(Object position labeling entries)
____

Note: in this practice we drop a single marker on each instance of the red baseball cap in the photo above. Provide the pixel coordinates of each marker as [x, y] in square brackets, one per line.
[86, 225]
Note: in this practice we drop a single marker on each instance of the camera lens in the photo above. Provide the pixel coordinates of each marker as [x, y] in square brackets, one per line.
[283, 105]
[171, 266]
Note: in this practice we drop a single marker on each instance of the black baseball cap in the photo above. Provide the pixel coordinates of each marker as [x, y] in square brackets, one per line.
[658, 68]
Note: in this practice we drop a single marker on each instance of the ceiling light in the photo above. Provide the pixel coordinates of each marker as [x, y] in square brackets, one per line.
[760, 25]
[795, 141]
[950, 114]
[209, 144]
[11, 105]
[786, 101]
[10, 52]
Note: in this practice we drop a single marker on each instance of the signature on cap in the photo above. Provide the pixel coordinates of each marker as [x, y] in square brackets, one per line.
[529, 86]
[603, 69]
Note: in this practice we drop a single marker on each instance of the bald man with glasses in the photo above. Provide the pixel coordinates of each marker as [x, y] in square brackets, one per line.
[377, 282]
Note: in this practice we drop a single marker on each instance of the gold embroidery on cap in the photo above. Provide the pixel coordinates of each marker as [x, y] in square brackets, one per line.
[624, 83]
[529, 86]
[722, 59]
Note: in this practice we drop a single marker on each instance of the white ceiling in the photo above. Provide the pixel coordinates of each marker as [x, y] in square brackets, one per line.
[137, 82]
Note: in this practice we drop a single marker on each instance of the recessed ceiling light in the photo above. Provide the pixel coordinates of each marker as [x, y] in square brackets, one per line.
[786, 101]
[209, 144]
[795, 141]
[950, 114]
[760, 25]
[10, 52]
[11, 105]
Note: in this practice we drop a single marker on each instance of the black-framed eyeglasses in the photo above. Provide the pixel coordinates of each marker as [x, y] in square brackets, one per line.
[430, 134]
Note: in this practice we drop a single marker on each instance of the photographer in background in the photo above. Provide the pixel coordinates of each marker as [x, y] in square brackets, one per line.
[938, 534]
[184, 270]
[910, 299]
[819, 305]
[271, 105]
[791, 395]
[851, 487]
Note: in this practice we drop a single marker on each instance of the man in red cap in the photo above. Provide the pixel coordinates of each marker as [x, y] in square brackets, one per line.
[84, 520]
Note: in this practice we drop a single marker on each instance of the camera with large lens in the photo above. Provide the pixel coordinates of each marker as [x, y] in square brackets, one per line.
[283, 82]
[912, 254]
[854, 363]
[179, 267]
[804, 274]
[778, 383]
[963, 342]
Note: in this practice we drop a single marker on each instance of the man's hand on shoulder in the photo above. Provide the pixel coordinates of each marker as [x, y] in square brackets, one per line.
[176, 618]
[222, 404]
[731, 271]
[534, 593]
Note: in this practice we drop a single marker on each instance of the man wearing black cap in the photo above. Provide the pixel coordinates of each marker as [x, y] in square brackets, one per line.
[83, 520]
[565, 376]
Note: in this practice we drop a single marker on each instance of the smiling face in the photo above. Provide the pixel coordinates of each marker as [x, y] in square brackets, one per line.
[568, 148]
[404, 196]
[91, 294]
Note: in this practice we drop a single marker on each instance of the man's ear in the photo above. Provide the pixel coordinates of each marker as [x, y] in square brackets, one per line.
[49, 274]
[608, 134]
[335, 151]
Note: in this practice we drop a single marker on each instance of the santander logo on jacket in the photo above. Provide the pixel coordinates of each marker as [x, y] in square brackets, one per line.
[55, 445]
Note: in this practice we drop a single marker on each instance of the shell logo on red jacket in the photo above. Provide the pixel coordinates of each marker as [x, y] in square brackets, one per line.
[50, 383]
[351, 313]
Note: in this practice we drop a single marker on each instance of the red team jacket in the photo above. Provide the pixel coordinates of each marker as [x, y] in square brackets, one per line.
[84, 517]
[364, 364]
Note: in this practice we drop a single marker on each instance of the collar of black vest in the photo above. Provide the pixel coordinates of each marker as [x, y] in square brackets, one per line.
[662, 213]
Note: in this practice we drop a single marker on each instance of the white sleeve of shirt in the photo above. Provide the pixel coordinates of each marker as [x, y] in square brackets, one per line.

____

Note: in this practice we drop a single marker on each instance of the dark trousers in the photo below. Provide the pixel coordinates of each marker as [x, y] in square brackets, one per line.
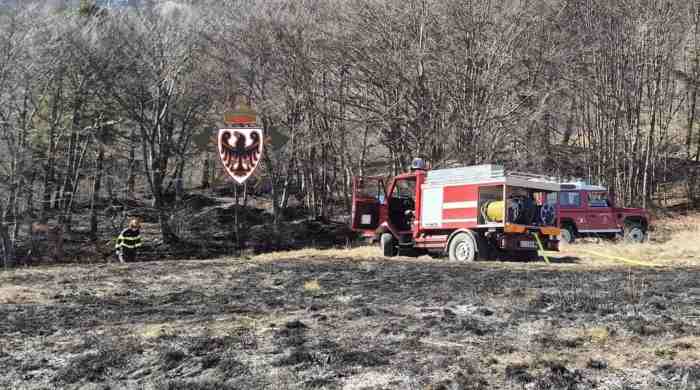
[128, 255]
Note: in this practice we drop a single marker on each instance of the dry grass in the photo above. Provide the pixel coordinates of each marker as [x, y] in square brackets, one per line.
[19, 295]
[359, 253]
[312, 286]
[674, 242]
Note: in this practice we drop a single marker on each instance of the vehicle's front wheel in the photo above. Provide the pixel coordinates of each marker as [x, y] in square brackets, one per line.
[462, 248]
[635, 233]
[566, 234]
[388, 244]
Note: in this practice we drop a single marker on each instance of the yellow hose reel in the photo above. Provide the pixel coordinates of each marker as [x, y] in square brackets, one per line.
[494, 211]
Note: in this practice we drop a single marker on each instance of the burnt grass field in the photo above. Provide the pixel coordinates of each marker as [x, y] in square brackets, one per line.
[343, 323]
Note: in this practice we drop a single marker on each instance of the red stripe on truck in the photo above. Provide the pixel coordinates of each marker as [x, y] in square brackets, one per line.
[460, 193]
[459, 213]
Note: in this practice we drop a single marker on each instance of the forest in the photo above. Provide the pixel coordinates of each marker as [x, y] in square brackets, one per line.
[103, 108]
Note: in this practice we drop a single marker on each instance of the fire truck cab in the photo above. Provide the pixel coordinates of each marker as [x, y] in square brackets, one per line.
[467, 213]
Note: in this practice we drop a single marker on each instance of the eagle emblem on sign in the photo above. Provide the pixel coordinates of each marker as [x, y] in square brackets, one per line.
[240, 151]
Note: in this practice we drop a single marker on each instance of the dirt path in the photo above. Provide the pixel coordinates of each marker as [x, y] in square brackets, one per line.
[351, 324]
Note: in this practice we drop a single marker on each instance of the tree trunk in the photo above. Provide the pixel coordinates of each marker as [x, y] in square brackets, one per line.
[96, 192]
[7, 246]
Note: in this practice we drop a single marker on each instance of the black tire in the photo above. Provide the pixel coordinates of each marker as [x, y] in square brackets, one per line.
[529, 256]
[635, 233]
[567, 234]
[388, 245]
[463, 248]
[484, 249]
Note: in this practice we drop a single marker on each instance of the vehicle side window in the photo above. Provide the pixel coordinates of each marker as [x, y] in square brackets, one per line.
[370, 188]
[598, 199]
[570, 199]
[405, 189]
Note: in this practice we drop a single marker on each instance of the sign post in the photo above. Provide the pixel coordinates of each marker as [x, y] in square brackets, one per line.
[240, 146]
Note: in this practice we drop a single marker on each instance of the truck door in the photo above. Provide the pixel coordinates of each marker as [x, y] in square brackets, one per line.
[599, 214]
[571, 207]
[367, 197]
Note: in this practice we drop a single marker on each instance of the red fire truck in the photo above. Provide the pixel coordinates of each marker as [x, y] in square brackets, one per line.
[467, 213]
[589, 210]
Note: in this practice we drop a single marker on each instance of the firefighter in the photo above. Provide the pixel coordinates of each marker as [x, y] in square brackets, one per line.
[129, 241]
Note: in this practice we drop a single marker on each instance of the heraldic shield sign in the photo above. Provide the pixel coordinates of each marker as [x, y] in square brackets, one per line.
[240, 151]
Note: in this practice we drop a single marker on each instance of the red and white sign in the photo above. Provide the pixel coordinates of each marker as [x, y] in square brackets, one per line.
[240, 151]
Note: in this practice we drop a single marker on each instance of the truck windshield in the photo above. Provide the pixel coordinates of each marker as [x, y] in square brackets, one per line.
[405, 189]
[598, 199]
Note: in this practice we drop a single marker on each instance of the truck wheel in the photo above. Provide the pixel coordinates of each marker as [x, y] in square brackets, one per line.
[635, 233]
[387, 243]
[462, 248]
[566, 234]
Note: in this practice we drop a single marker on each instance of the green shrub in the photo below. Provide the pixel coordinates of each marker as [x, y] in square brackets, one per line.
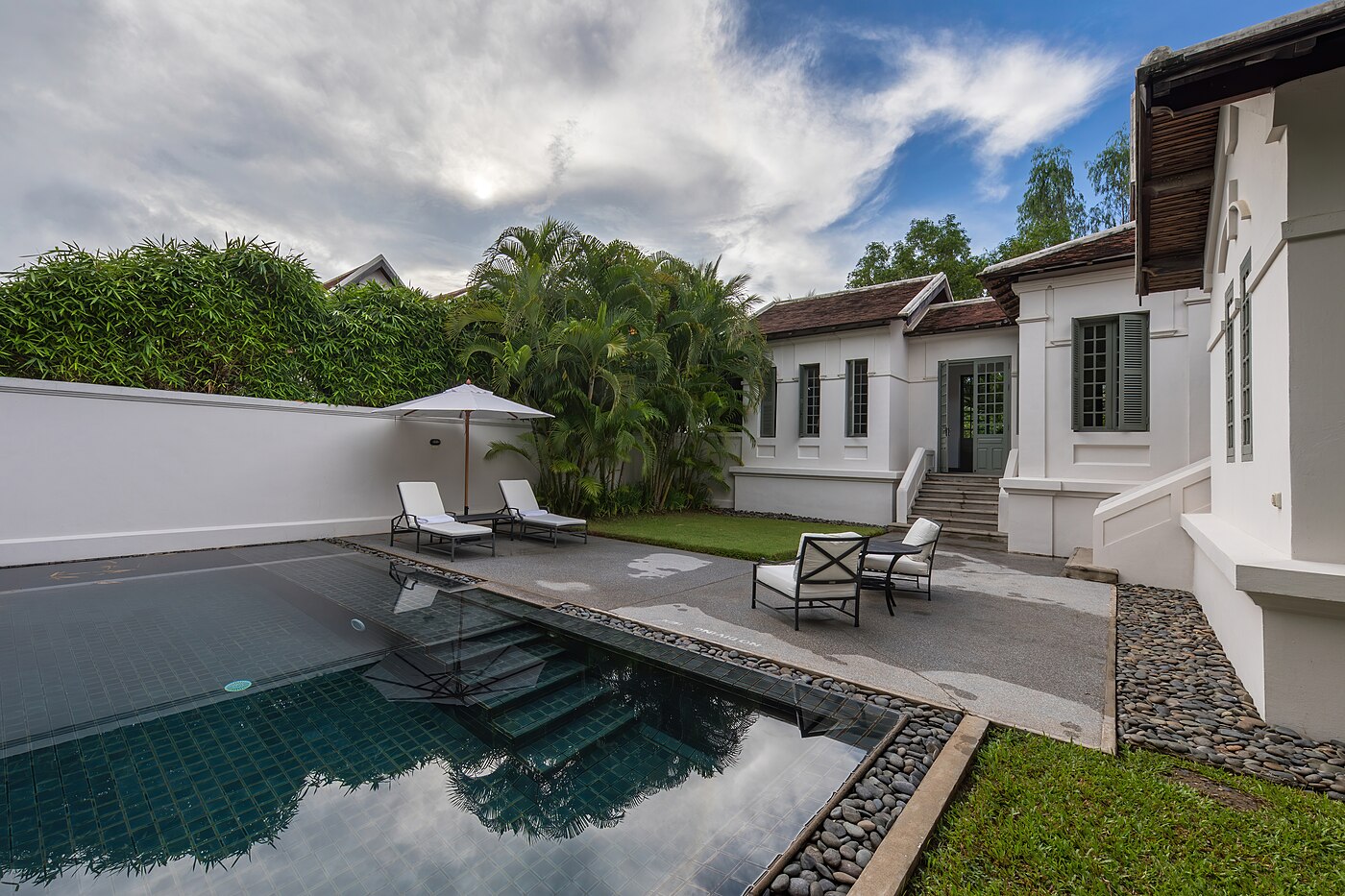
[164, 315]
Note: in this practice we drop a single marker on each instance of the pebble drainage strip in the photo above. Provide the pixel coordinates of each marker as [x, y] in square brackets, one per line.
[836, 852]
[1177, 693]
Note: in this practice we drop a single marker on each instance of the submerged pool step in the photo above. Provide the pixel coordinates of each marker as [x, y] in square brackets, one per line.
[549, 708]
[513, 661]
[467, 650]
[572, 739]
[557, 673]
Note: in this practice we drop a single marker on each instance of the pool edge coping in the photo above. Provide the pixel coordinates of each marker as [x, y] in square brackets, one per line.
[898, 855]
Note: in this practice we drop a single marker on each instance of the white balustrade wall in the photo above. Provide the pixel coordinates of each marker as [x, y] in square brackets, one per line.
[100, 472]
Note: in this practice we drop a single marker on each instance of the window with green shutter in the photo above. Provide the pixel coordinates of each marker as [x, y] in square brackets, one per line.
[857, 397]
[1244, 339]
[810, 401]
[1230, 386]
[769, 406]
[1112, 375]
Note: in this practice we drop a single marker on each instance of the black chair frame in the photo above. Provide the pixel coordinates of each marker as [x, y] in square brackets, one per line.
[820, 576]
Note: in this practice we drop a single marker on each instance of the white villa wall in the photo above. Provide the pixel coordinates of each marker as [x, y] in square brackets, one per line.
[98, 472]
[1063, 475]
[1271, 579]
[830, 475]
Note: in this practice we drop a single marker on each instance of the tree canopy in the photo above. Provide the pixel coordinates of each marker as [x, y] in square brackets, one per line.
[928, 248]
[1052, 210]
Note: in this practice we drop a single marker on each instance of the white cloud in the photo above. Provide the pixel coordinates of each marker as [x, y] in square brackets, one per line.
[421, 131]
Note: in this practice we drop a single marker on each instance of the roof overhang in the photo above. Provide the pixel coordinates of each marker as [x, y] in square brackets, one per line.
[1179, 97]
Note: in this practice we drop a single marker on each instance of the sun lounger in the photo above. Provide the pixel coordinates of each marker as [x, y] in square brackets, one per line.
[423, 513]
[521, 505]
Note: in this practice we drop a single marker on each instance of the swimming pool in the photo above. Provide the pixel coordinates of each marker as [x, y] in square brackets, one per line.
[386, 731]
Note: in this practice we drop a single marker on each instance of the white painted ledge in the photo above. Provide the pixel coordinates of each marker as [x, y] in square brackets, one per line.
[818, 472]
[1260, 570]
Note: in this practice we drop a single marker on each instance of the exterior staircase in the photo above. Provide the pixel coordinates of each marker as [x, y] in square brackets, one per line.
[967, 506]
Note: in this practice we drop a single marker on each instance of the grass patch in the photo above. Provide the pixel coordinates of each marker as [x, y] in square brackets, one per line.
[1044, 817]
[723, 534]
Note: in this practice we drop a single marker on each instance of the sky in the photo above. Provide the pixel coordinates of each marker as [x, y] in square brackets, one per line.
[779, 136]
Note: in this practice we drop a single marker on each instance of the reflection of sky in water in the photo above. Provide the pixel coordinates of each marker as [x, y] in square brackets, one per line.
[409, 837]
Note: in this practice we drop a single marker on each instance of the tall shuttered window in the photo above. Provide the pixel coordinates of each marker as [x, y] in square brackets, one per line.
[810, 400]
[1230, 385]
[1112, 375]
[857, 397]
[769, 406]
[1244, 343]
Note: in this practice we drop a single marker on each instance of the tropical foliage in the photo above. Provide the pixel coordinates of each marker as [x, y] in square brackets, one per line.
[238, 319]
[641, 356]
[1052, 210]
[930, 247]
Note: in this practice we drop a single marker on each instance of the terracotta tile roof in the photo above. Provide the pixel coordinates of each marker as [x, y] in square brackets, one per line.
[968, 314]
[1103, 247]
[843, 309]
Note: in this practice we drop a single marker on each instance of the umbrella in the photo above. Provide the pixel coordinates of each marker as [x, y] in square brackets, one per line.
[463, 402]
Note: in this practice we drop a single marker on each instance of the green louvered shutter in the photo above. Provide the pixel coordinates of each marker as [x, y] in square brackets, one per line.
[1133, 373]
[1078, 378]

____

_Task details_
Can you copy the lines of the listing from the one containing "of the pebble" through the one containing "[1177, 693]", with both of those lines included?

_The reply_
Note: in this practice we drop a single marker on each instance of the pebble drainage strip in the photo above. Provide the pixel coordinates of each marker as [x, y] in square brackets, one per line.
[836, 852]
[1177, 693]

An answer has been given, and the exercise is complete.